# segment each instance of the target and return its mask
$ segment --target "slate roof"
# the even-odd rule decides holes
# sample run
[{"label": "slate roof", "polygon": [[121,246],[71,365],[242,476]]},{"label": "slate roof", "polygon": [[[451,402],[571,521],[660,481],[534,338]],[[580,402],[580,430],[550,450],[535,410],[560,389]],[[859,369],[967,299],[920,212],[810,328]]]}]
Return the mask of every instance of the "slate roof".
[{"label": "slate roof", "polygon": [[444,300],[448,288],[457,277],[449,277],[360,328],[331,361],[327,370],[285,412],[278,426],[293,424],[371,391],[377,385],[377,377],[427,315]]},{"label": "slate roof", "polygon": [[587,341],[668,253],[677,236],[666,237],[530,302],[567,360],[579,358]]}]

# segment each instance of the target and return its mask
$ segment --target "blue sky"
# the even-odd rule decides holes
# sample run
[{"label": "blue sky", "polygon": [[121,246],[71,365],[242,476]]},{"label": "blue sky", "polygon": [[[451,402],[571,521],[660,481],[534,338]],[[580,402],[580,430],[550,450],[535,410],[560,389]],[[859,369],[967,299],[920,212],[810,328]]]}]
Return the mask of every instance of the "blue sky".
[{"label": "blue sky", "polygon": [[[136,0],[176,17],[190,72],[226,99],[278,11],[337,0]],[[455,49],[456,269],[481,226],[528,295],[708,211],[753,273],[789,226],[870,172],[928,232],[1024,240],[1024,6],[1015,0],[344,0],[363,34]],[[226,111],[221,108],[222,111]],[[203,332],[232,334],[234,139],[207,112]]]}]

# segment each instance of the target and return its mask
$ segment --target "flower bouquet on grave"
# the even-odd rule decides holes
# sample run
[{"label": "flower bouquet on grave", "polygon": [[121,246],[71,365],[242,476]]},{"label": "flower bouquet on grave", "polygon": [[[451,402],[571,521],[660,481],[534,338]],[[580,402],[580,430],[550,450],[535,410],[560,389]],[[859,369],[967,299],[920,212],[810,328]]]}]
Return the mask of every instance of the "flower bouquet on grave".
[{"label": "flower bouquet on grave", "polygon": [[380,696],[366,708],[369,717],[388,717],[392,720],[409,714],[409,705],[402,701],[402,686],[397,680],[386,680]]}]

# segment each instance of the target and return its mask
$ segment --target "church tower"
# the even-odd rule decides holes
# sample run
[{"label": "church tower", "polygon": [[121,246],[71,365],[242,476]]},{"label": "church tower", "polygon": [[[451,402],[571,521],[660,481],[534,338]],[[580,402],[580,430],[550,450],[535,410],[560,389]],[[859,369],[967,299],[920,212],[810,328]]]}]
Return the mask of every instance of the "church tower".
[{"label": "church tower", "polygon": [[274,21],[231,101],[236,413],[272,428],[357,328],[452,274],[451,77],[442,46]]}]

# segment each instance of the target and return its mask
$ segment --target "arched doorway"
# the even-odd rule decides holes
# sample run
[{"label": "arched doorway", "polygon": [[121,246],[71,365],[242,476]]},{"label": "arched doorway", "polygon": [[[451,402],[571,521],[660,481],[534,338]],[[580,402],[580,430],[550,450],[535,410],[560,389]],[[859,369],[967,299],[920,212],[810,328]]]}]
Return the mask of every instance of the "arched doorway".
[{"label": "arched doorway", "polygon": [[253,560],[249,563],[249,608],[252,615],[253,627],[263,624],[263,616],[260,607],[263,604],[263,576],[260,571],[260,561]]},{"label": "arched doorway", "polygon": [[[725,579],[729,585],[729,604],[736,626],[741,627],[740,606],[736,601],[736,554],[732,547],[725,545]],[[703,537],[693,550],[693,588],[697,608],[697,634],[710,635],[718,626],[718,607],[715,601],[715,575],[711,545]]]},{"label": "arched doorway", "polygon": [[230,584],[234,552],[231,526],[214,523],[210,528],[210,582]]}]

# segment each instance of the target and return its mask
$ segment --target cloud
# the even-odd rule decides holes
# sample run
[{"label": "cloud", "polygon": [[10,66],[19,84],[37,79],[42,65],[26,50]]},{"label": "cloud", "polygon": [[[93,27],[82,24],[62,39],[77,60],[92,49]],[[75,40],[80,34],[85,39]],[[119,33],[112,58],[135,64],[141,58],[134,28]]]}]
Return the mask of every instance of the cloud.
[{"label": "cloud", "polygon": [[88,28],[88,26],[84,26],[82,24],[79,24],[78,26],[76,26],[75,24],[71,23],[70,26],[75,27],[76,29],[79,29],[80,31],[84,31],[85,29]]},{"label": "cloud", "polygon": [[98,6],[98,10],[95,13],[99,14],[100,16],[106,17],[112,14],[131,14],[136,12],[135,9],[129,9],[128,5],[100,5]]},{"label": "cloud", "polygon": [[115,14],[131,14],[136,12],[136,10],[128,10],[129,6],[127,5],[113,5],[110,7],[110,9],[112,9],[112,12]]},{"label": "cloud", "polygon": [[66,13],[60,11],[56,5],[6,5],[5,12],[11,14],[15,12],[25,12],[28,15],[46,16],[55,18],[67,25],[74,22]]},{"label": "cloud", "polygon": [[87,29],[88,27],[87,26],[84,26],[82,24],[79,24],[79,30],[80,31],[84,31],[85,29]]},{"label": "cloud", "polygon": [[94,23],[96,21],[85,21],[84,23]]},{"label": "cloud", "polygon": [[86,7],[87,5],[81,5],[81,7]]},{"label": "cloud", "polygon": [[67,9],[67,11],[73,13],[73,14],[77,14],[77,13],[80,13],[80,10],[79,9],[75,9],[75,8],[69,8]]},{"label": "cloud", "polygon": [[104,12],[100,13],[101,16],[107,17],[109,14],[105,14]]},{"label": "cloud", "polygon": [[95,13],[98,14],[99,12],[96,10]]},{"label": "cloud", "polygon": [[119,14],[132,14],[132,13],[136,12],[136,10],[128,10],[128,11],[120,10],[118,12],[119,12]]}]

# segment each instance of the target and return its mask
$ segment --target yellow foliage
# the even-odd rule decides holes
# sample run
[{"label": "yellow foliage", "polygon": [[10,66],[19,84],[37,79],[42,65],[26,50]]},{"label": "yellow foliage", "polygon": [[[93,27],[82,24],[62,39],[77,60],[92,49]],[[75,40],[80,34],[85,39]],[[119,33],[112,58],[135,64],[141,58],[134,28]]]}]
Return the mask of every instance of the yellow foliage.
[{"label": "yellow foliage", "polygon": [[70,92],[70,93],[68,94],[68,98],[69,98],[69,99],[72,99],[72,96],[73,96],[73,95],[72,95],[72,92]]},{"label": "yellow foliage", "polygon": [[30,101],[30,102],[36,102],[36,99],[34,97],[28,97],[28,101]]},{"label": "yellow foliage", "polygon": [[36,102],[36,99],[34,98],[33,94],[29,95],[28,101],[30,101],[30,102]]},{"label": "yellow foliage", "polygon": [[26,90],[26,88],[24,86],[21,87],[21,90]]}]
==*==
> [Action item]: An exact copy of the listing above is all the answer should hold.

> [Written reply]:
# segment each instance of the target and return its mask
$ segment --target "slate roof"
# the even-odd rule decides holes
# sample run
[{"label": "slate roof", "polygon": [[121,246],[71,365],[242,476]]},{"label": "slate roof", "polygon": [[[451,402],[571,521],[660,481],[534,338]],[[580,402],[580,430],[550,450],[535,410],[560,389]],[[859,369],[967,299],[920,212],[810,328]]]}]
Return the mask of every instance of the "slate roof".
[{"label": "slate roof", "polygon": [[444,300],[448,288],[457,277],[449,277],[360,328],[331,361],[327,370],[285,412],[278,426],[293,424],[371,391],[377,385],[377,377],[427,315]]},{"label": "slate roof", "polygon": [[587,341],[668,253],[677,236],[666,237],[530,302],[567,360],[579,358]]}]

# segment each instance of the target and return its mask
$ segment --target "blue sky"
# the even-odd rule decides holes
# sample run
[{"label": "blue sky", "polygon": [[121,246],[71,365],[242,476]]},{"label": "blue sky", "polygon": [[[451,402],[571,521],[660,481],[534,338]],[[580,402],[580,430],[550,450],[535,410],[560,389]],[[859,369],[967,299],[920,212],[810,328]]]}]
Return the mask of every instance of the "blue sky".
[{"label": "blue sky", "polygon": [[[136,0],[176,17],[190,72],[226,99],[278,11],[337,0]],[[455,49],[456,269],[481,226],[528,295],[708,211],[753,273],[789,226],[870,172],[928,232],[1024,240],[1024,6],[1015,0],[344,0],[363,34]],[[226,111],[221,108],[222,111]],[[203,332],[232,334],[234,139],[207,112]]]}]

# segment each instance of the target and return its mask
$ segment --target "flower bouquet on grave"
# the even-odd rule decides holes
# sample run
[{"label": "flower bouquet on grave", "polygon": [[121,246],[71,365],[242,476]]},{"label": "flower bouquet on grave", "polygon": [[[451,402],[571,521],[660,481],[534,338]],[[580,402],[580,430],[550,450],[535,410],[560,389]],[[859,369],[967,299],[920,212],[810,328]]]}]
Return the mask of every instance of the "flower bouquet on grave".
[{"label": "flower bouquet on grave", "polygon": [[380,696],[366,708],[369,717],[388,717],[392,720],[409,714],[409,705],[402,701],[402,686],[397,680],[386,680]]}]

# segment each instance of the target and return its mask
$ segment --target "church tower"
# the even-odd rule decides holes
# sample run
[{"label": "church tower", "polygon": [[121,246],[71,365],[242,476]]},{"label": "church tower", "polygon": [[[451,402],[571,521],[660,481],[534,338]],[[580,402],[580,430],[550,450],[535,410],[560,389]],[[859,369],[967,299],[920,212],[810,328]]]}]
Return the mask of every instance of the "church tower".
[{"label": "church tower", "polygon": [[274,21],[231,101],[236,413],[272,428],[357,328],[452,274],[451,77],[442,46]]}]

# segment each instance of the target and return its mask
$ segment --target "arched doorway"
# the even-odd rule decides holes
# sample run
[{"label": "arched doorway", "polygon": [[121,246],[71,365],[242,476]]},{"label": "arched doorway", "polygon": [[[451,402],[571,521],[660,481],[534,338]],[[580,402],[580,430],[550,450],[535,410],[560,389]],[[859,369],[967,299],[920,212],[810,328]]]}]
Return the mask of every instance of the "arched doorway".
[{"label": "arched doorway", "polygon": [[253,560],[249,563],[249,608],[252,615],[253,627],[263,624],[263,616],[260,607],[263,604],[263,576],[260,571],[260,561]]},{"label": "arched doorway", "polygon": [[[725,579],[729,585],[729,604],[736,626],[741,627],[740,606],[736,601],[736,554],[732,547],[725,545]],[[703,537],[693,550],[693,588],[697,608],[697,634],[710,635],[718,626],[718,607],[715,601],[715,575],[711,545]]]},{"label": "arched doorway", "polygon": [[230,584],[234,552],[231,526],[214,523],[210,528],[210,582]]}]

# segment each instance of the target and return its mask
$ segment --target cloud
# the even-odd rule decides holes
# sample run
[{"label": "cloud", "polygon": [[10,66],[19,84],[37,79],[42,65],[26,50]]},{"label": "cloud", "polygon": [[[93,27],[82,24],[62,39],[77,60],[92,49]],[[75,40],[80,34],[85,39]],[[119,33],[112,58],[135,64],[141,58],[134,28]]]}]
Return the mask of every instance of the cloud.
[{"label": "cloud", "polygon": [[88,28],[88,26],[84,26],[82,24],[79,24],[78,26],[76,26],[75,24],[71,23],[70,26],[75,27],[76,29],[79,29],[80,31],[84,31],[85,29]]},{"label": "cloud", "polygon": [[98,6],[98,10],[95,13],[99,14],[100,16],[106,17],[112,14],[131,14],[136,12],[135,9],[129,9],[128,5],[100,5]]},{"label": "cloud", "polygon": [[115,14],[131,14],[136,12],[136,10],[128,10],[129,6],[127,5],[113,5],[110,7],[110,9],[112,9],[112,12]]},{"label": "cloud", "polygon": [[66,13],[60,11],[56,5],[6,5],[5,12],[11,14],[15,12],[25,12],[28,15],[46,16],[55,18],[67,25],[74,22]]},{"label": "cloud", "polygon": [[87,29],[88,27],[87,26],[84,26],[82,24],[79,24],[79,30],[80,31],[84,31],[85,29]]},{"label": "cloud", "polygon": [[94,23],[96,21],[85,21],[84,23]]},{"label": "cloud", "polygon": [[86,7],[87,5],[81,5],[81,7]]},{"label": "cloud", "polygon": [[67,9],[67,11],[73,13],[73,14],[77,14],[77,13],[80,13],[80,10],[79,9],[75,9],[75,8],[69,8]]},{"label": "cloud", "polygon": [[104,12],[100,13],[101,16],[107,17],[109,14],[105,14]]},{"label": "cloud", "polygon": [[95,13],[98,14],[99,12],[96,10]]},{"label": "cloud", "polygon": [[119,14],[132,14],[132,13],[136,12],[136,10],[128,10],[128,11],[120,10],[118,12],[119,12]]}]

# segment each instance of the target and return its mask
$ segment --target yellow foliage
# the even-odd rule decides holes
# sample run
[{"label": "yellow foliage", "polygon": [[10,66],[19,84],[37,79],[42,65],[26,50]]},{"label": "yellow foliage", "polygon": [[[93,27],[82,24],[62,39],[77,60],[92,49]],[[75,40],[80,34],[85,39]],[[119,33],[112,58],[135,64],[141,58],[134,28]]]}]
Return the mask of every instance of the yellow foliage.
[{"label": "yellow foliage", "polygon": [[70,92],[70,93],[68,94],[68,98],[69,98],[69,99],[72,99],[72,96],[73,96],[73,95],[72,95],[72,92]]},{"label": "yellow foliage", "polygon": [[30,101],[30,102],[36,102],[36,99],[34,97],[28,97],[28,101]]},{"label": "yellow foliage", "polygon": [[36,102],[36,99],[34,98],[33,94],[29,95],[28,101],[30,101],[30,102]]},{"label": "yellow foliage", "polygon": [[26,90],[26,88],[24,86],[21,87],[21,90]]}]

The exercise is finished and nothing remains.